start Extracted text

Low Level Bit Hacks You Absolutely Must Know

old-gregg · on June 30, 2009

For those who enjoy these kind of problems I highly recommend "Hacker's delight".

http://www.amazon.com/Hackers-Delight-Henry-S-Warren/dp/0201...

pkrumins · on June 30, 2009

Seconded. That is an amazing book.

I also recommend this much more complete article on bit hacks:

http://graphics.stanford.edu/~seander/bithacks.html

moe · on June 30, 2009

How could they miss the classic. Swap two integers without a temporay var:

    a ^= b
    b ^= a
    a ^= b

pkrumins · on June 30, 2009

oh no! totally forgot about this classic. :)

malloc · on June 30, 2009

it doesn't deserve the time...

first only works if a is a different var than b

second it can be much slower than typical swap...

and finaly, it isn't clear what it does if your code is for others to read

scottdw2 · on June 30, 2009

You are write on the time issue (but it does work if a and b are the same)

end Extracted text

Short problem 1 >> In the bit hacks thread, which book does old-gregg recommend to people who enjoy these kinds of problems?
Short problem 2 >> Continue the bit hacks thread from its last post.

start Material

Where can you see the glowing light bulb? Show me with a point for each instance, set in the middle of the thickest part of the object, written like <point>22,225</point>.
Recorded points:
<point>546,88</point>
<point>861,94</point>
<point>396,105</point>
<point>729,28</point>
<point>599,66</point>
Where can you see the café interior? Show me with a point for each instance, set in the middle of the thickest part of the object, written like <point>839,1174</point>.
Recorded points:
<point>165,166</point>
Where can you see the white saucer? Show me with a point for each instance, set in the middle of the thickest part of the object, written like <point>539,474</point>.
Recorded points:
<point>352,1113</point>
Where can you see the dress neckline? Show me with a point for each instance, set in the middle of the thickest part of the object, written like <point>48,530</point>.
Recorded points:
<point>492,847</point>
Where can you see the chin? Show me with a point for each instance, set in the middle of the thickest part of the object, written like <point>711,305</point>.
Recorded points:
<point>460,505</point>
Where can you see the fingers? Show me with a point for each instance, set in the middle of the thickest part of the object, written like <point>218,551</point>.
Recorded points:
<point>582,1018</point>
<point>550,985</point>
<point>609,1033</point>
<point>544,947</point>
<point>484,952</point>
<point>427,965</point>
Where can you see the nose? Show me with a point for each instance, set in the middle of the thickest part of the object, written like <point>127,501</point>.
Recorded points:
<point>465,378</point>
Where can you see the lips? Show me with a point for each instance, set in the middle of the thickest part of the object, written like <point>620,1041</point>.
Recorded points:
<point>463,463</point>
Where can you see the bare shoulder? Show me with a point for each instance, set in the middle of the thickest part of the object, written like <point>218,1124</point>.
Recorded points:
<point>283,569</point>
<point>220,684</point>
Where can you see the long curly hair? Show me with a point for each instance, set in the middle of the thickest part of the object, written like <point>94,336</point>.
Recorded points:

end Material

Final result 1 >> "Hacker's delight".

Final result 2 >>
The reason becomes very apparent if you write out the assembly necessary to compile the xor, vs what is needed to compile a classic swap.

The xor would look something like:

load $1, a load $2, b xor $3, $1, $2 xor $4, $3, $2 xor $5, $4, $3 store b, $4 store a, $5

where as the classic swap would look something like this:

load $1, [a] load $2, [b] store b, $1 store a, $2

which is much better.

If you take the pipeline into account, then the difference between the swap and the xor can be huge because their is high level of dependence between the instructions.

On a theoretical classic 5-stage pipeline, the swap approach ends up needing about 10 cycles, where as the xor needs about 18.

In a real processor the difference would probably be much worse.

ori_b · on July 1, 2009

If you've hit memory, you've already lost. Running instructions will basically be line noise compared to that. Similarly, function call overhead will probably dwarf actually doing the xors.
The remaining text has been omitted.